Text segment Block Start
George Monbiot writes a scathing column about a British scientist-turned-businessman who used biological research to argue for laissez-faire but then turned to the gummint for a bailout when his business failed.
The charge of hypocrisy seems accurate in this particular case, but applied to libertarians as a whole this column is a cheap shot, especially as Monbiot rather breezily skirts over the issue that motivates a lot of libertarian thinkng, viz. that if humans are essentially self-seeking (a point he concedes) then restraining the State becomes of paramount importance:
Wherever modern humans, living outside the narrow social mores of the clan, are allowed to pursue their genetic interests without constraint, they will hurt other people. They will grab other people’s resources, they will dump their waste in other people’s habitats, they will cheat, lie, steal and kill. And if they have power and weapons, no one will be able to stop them except those with more power and better weapons. Our genetic inheritance makes us smart enough to see that when the old society breaks down, we should appease those who are more powerful than ourselves, and exploit those who are less powerful. The survival strategies which once ensured cooperation among equals now ensure subservience to those who have broken the social contract.
The democratic challenge, which becomes ever more complex as the scale of human interactions increases, is to mimic the governance system of the small hominid troop. We need a state that rewards us for cooperating and punishes us for cheating and stealing. At the same time we must ensure that the state is also treated like a member of the hominid clan and punished when it acts against the common good. Human welfare, just as it was a million years ago, is guaranteed only by mutual scrutiny and regulation.
Text segment Block End
Data extracts Block Start
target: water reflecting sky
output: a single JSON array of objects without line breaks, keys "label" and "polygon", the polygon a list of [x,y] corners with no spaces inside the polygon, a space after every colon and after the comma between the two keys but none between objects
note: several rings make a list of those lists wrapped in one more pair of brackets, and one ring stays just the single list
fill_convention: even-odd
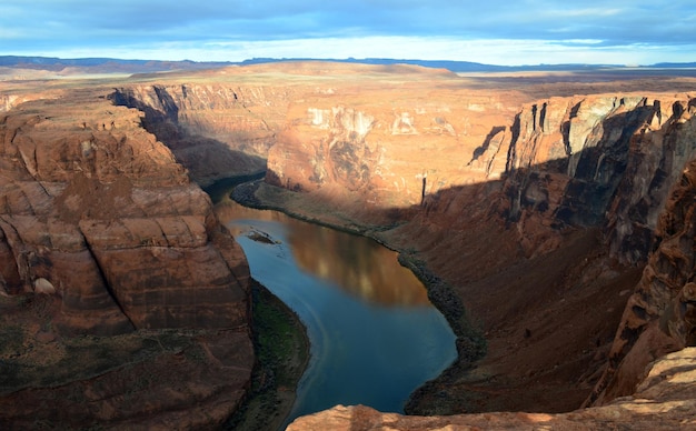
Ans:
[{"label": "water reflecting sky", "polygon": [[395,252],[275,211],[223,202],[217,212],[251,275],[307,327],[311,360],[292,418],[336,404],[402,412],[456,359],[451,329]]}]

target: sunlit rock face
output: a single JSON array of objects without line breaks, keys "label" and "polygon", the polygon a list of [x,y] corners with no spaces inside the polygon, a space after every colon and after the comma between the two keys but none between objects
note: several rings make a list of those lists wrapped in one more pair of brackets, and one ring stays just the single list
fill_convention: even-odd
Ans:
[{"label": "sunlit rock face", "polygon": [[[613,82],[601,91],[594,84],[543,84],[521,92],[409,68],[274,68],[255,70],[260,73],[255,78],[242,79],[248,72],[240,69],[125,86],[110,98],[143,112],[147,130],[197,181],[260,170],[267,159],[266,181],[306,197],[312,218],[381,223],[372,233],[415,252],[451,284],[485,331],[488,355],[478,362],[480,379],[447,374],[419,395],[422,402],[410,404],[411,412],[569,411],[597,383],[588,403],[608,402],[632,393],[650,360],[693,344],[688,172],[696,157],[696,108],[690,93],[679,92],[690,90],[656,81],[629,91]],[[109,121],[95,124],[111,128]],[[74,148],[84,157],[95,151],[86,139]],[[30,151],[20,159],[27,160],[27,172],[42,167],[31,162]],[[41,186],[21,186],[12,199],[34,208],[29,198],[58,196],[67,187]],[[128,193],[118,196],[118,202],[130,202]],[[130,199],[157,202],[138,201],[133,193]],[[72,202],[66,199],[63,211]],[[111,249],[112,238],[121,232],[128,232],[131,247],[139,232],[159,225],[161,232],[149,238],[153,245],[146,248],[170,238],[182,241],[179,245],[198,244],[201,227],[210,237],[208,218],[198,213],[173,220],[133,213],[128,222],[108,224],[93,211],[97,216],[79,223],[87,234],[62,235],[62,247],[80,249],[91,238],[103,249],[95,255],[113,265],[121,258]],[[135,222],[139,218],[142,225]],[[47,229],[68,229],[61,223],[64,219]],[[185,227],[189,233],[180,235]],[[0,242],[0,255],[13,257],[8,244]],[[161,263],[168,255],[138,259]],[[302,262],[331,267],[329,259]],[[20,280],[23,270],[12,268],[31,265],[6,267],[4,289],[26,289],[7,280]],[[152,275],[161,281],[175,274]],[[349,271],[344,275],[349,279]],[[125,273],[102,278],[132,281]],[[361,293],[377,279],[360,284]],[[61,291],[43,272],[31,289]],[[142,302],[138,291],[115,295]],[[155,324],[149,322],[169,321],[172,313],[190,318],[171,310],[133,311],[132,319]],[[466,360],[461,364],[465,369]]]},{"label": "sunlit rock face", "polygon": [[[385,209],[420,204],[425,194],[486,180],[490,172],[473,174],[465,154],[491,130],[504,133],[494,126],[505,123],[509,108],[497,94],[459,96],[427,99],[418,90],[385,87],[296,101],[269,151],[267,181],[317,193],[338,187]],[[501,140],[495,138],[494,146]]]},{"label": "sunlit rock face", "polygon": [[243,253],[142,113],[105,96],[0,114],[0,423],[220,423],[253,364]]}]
Data extracts Block End
Instructions ->
**a)** Answer these questions about the post on Monbiot's column:
(i) What did the scientist-turned-businessman turn to when his business failed?
(ii) According to the quoted passage, who is able to stop people who have power and weapons?
(iii) What kind of state does the quoted passage say we need?
**b)** Why does the post call the column a cheap shot when it is applied to libertarians as a whole?
The items are separate material and have no connection to the post.

Solution list ->
**a)**
(i) He turned to the government for a bailout.
(ii) Only those with more power and better weapons can stop them.
(iii) We need a state that rewards us for cooperating and punishes us for cheating and stealing.

**b)** Monbiot skirts over the issue behind much libertarian thinking. If humans are essentially self-seeking, a point he concedes, then restraining the State becomes of paramount importance.